Middle East
New leads in al-Hariri murder probe
Investigator says two teams may have worked to kill former Lebanese prime minister.
Last Modified: 28 Nov 2007 21:20 GMT
Brammertz delivered his final report on the al-Hariri case before starting a new role at the Hague [AFP]
A UN inquiry into the killing of a former Lebanese prime minister has suggested that that two or more teams may have prepared and carried out the assassination.
Serge Brammertz, leading an inquiry into the death of Rafiq al-Hariri in February 2005, said in his final report to the UN Security Council that the investigation had new leads.
"The commission has ... deepened and broadened its understanding of the possible involvement of a number of persons of interest," Brammertz said on Wednesday.
Al-Hariri and 22 others were killed in a massive bomb blast on Beirut's Corniche, months after he ended a term as Lebanese prime minister.
Brammertz said the inquiry team had found apparent links between some people under investigation.
"In addition to the progress made in linking various persons of interest to the commission of the crime, the commission has also established links between some of these persons," he said.
Final report
Brammertz said the investigating commission also confirmed that "operational links may exist" between the perpetrators of 18 other targeted assassinations and bomb attacks in Lebanon.
The report was issued just after the Security Council approved Brammertz's nomination to lead the Yugoslav war crimes tribunal in the Hague, Netherlands.
Daniel Bellemare, a former Canadian prosecutor, has been selected by Ban Ki-moon, UN secretary-general, to head the al-Hariri probe.
Investigators have confirmed that al-Hariri and 22 others were killed by a single blast from a van packed with 1,800kg of high explosives.

PROBLEM → Please continue the news article on the al-Hariri murder probe, picking up right after its final sentence.

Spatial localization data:
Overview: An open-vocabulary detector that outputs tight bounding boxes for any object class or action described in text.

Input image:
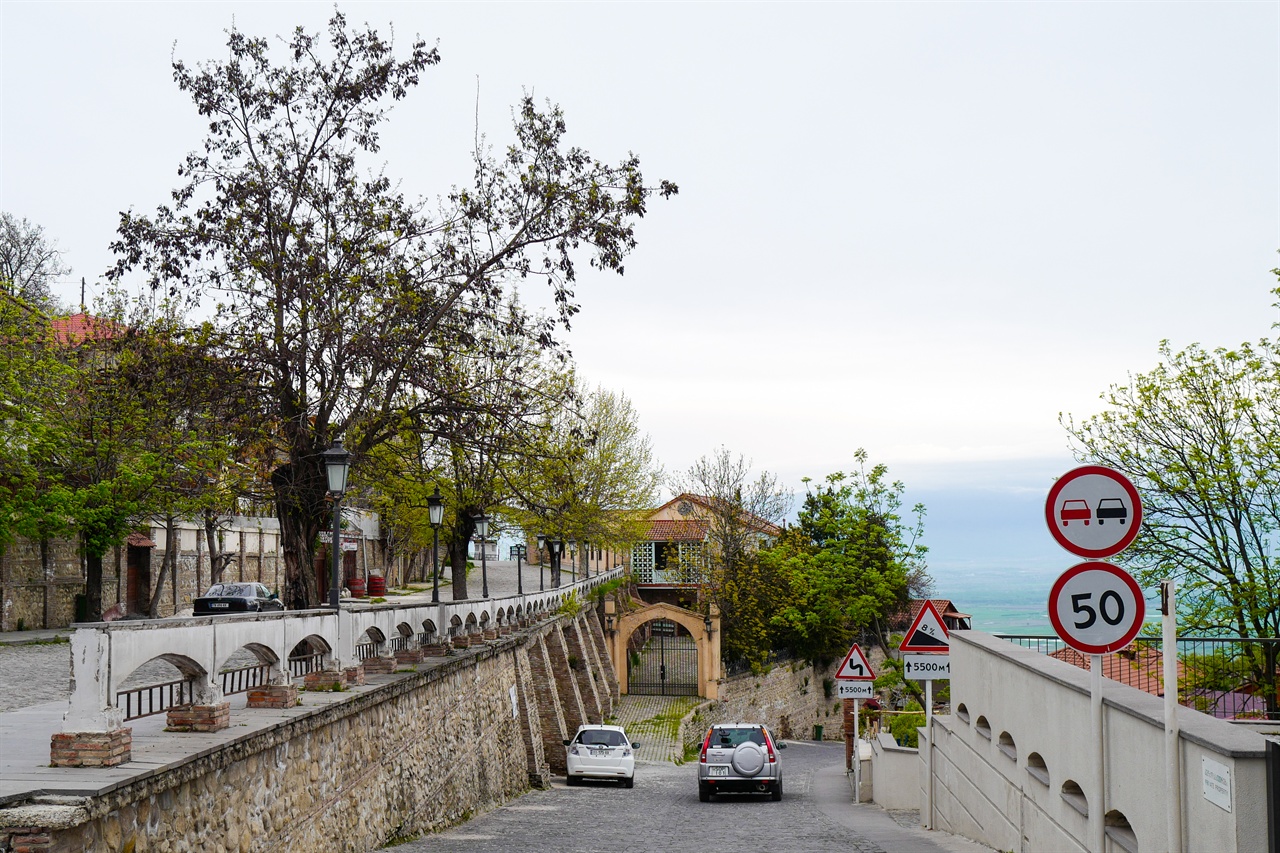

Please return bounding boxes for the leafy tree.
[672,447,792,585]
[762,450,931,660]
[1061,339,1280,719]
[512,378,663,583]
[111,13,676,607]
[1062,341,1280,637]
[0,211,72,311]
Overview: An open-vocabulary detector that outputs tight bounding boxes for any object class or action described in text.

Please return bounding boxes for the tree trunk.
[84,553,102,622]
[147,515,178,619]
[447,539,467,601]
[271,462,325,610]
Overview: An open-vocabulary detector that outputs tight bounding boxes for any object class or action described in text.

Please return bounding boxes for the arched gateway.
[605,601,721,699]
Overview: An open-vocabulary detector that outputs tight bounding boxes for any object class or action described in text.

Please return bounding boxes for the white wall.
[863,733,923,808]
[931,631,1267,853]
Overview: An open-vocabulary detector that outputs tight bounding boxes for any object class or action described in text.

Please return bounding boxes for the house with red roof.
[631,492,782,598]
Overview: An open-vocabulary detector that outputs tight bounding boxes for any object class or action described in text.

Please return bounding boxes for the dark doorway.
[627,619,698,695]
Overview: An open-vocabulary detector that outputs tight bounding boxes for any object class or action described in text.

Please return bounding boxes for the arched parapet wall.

ANSWER BOX →
The investigators say that a single male was most likely to have carried out the actual attack.
Brammertz has not confirmed the view of Detlev Mehlis, the investigation's first chief, that Syrian and Lebanese intelligence services were involved in the attack.
Four Lebanese generals have been under arrest for almost two years for alleged involvement in the murders.
Syrian 'co-operation'
Syria has consistently denied involvement in al-Hariri's killing but withdrew its troops from Lebanon in April 2005 after widespread protests by Lebanese civilians in the wake of al-Hariri's death.
The Syrian pullout brought an end to 29 years of involvement by Damascus in Lebanon.
Brammertz said in Wednesday's report that Syrian co-operation with investigators "remains generally satisfactory".
He said the commission had made 11 requests for information to Syria in the last four months, bringing the total to 68 since January 2006.
The investigator also said "encouraging" progress had been made towards conclusions on the type of explosives used, the van, and the individuals involved in the surveillance on al-Hariri.
The commission had also investigated al-Hariri's leadership in the Sunni community, as a potential factor in a motive for his killing.